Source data
>> BEGIN
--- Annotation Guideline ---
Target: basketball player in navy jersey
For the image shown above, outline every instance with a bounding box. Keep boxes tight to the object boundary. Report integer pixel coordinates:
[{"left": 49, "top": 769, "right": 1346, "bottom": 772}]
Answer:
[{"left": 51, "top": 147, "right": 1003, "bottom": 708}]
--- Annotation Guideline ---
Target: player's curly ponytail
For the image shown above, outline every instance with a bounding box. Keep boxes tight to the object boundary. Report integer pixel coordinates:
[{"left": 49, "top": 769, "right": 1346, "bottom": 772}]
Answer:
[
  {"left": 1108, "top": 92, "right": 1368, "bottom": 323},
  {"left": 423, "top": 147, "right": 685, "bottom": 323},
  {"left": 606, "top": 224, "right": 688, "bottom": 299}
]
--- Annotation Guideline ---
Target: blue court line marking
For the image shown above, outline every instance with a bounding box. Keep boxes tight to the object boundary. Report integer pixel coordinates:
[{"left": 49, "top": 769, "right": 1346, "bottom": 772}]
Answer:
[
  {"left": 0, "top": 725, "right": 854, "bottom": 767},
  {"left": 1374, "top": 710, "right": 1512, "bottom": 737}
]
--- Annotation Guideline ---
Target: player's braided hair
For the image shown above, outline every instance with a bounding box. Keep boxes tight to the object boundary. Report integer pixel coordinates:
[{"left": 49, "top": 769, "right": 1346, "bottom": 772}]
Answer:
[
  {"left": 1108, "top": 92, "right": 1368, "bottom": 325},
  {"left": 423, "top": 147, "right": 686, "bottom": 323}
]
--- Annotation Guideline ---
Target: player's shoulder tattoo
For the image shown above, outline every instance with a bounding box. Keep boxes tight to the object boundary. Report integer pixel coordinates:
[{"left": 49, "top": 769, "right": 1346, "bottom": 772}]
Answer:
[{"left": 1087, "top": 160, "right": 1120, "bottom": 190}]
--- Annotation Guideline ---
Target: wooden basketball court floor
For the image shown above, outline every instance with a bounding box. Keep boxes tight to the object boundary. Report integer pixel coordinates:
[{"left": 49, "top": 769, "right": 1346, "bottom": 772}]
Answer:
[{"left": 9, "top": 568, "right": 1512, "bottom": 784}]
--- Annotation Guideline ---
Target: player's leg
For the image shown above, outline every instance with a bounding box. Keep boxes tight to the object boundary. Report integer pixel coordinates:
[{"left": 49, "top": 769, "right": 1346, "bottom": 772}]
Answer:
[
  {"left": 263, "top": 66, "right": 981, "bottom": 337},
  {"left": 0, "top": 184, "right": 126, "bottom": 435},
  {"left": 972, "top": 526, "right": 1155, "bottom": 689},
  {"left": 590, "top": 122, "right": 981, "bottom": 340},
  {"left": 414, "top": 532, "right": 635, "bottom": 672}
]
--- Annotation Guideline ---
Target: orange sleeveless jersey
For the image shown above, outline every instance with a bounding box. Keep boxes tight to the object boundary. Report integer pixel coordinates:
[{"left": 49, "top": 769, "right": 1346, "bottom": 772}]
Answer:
>> END
_WHAT IS REQUIRED:_
Identify each line above that contains the word "basketball" and copy those lines.

_FULL SOLUTION:_
Target: basketball player in navy jersey
Target: wooden basketball court floor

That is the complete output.